WHAT THE TASK ASKS :: Starting at the line with "Task: indicate the stamen" in it, reproduce each line below through the last one, exactly, and include nothing else.

>> BEGIN MATERIAL FOR THE TASK

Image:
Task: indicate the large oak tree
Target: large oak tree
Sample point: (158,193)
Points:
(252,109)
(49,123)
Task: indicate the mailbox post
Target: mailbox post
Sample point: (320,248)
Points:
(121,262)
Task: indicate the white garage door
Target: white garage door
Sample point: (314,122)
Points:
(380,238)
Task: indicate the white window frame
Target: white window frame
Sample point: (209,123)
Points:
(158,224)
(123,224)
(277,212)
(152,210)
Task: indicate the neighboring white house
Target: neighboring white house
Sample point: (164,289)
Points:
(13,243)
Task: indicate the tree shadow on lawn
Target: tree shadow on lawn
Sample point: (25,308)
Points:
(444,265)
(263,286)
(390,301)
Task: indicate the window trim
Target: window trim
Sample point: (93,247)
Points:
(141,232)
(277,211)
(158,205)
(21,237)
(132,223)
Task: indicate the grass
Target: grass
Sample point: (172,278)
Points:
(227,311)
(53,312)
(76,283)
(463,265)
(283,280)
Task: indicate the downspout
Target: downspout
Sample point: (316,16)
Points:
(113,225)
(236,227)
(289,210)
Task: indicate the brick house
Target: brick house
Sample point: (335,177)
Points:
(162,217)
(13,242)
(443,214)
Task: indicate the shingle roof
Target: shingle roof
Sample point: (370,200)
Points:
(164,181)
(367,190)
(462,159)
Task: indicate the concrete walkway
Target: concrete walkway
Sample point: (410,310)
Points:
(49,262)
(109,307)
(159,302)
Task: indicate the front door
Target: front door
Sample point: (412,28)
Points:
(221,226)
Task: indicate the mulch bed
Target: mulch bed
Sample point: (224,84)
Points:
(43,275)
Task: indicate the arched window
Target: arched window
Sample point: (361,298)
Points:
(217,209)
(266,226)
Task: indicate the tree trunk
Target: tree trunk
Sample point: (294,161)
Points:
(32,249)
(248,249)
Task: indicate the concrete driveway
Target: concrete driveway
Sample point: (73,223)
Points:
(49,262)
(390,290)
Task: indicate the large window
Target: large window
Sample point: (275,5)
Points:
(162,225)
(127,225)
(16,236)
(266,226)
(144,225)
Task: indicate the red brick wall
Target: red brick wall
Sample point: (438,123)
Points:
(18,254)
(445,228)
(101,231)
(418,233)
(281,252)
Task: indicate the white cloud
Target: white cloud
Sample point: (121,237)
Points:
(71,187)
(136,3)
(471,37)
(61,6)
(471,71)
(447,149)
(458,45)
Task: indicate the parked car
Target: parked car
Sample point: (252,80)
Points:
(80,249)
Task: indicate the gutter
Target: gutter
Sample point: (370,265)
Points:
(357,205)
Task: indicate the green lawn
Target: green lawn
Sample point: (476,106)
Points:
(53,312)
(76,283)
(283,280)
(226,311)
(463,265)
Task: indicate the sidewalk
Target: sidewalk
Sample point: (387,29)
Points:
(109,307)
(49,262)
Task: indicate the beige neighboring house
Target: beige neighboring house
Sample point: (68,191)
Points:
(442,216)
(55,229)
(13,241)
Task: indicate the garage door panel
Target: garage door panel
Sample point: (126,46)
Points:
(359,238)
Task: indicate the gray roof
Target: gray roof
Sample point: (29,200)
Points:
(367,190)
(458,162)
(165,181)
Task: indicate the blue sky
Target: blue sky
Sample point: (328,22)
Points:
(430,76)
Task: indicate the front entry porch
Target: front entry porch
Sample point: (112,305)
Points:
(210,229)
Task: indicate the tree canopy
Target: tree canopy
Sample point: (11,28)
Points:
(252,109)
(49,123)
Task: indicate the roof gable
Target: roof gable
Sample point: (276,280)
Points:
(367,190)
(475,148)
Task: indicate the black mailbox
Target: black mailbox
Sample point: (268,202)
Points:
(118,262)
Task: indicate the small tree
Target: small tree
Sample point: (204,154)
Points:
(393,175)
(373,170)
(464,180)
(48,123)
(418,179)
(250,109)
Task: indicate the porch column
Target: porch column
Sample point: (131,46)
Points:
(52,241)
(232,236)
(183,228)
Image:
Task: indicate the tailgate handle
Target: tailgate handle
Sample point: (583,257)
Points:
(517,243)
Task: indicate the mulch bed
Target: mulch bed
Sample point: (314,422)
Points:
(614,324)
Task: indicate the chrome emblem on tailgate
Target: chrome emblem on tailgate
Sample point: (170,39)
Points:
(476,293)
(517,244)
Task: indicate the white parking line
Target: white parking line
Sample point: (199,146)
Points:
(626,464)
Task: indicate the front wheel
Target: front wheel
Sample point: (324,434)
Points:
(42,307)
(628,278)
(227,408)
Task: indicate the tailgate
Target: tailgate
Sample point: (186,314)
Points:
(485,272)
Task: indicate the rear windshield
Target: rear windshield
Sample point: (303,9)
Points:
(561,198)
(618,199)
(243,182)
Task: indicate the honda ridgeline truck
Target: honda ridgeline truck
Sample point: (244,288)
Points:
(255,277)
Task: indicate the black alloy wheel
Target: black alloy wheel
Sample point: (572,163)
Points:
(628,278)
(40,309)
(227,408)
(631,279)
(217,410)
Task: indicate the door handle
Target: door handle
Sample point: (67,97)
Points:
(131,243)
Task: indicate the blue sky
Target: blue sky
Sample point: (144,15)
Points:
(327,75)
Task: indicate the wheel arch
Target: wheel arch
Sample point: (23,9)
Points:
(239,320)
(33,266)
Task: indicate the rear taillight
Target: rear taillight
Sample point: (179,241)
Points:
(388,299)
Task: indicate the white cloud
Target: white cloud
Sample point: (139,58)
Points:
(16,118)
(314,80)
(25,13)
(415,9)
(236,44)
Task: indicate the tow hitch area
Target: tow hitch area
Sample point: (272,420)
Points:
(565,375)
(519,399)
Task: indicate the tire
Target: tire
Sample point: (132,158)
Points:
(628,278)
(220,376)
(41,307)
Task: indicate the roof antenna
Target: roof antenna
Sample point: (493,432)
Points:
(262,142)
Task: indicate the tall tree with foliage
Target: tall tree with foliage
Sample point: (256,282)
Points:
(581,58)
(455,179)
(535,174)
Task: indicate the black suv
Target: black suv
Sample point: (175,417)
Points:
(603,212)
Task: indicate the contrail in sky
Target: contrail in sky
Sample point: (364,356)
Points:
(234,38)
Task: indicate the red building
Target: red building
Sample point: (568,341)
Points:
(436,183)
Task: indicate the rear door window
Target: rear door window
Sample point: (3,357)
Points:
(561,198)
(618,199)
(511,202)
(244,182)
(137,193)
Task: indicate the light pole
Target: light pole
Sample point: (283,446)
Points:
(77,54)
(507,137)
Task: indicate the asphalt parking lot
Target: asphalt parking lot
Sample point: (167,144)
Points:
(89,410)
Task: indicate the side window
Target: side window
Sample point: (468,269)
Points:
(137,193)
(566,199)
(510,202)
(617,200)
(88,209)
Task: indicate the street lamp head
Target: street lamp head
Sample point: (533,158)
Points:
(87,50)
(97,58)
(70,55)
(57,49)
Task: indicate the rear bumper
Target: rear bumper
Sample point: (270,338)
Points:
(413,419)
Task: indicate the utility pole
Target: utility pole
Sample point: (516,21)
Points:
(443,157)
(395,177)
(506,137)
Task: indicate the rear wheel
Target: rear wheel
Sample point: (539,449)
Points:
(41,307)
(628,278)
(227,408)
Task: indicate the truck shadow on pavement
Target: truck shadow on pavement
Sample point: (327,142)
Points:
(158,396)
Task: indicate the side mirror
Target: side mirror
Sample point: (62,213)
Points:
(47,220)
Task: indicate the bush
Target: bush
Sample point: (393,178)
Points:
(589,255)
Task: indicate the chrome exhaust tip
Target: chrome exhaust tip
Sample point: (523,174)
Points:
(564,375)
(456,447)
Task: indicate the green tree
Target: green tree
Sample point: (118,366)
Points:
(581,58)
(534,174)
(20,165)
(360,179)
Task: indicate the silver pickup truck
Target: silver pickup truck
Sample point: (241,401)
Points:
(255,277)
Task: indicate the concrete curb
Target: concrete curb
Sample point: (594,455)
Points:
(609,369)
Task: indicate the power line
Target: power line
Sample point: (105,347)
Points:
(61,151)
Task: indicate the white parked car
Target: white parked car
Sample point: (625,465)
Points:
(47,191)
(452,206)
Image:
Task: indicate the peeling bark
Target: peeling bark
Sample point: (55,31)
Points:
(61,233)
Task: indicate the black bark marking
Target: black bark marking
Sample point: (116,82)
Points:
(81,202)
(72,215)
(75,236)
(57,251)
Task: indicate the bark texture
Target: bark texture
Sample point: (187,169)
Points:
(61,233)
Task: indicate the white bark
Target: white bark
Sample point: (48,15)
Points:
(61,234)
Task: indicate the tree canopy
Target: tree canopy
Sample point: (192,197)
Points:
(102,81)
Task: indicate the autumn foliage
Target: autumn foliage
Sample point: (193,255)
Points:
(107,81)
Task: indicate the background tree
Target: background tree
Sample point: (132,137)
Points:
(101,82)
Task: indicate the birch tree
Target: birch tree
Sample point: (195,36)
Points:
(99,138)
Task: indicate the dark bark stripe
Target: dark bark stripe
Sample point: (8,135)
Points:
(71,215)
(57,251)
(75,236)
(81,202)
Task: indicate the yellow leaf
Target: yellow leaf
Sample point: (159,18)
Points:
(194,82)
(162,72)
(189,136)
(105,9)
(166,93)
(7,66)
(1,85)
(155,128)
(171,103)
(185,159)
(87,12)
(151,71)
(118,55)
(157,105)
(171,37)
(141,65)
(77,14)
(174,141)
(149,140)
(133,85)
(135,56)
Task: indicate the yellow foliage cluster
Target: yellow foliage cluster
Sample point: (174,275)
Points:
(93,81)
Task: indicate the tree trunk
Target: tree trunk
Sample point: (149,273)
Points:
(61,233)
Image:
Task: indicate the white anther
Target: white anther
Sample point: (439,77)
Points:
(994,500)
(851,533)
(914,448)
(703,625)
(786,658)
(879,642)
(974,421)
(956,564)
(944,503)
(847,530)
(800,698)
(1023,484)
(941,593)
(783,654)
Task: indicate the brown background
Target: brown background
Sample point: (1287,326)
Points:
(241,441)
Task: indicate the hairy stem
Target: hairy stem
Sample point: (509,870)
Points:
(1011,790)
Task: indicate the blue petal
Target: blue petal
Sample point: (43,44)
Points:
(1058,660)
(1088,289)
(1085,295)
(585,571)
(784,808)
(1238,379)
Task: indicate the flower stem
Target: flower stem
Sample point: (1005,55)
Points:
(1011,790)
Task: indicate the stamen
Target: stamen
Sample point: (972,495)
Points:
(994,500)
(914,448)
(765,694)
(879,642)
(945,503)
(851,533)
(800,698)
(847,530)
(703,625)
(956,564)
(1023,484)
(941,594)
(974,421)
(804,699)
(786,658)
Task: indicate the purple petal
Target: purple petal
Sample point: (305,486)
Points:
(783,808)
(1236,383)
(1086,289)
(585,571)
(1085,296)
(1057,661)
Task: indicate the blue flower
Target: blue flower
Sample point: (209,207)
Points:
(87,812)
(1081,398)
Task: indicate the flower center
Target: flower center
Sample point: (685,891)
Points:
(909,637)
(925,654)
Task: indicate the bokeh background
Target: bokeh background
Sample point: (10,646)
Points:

>> END MATERIAL FOR THE TASK

RESPONSE FOR THIS EXERCISE ::
Task: indicate the stamen
Target: stamen
Sample point: (972,495)
Points:
(994,500)
(914,448)
(765,694)
(879,642)
(945,503)
(851,533)
(800,698)
(847,530)
(703,625)
(956,564)
(1023,484)
(941,594)
(974,421)
(804,699)
(786,658)
Task: indicate the purple petal
Target: purple petal
Sample point: (305,486)
Points:
(783,808)
(1236,383)
(1086,289)
(585,571)
(1085,296)
(1057,661)
Task: indicate the blue flower
Target: blue flower
Sample point: (209,207)
Points:
(87,812)
(1081,398)
Task: indicate the flower center
Target: flower center
Sample point: (685,891)
Points:
(909,637)
(925,654)
Task: indicate the bokeh background
Target: bokeh background
Sample point: (10,646)
Points:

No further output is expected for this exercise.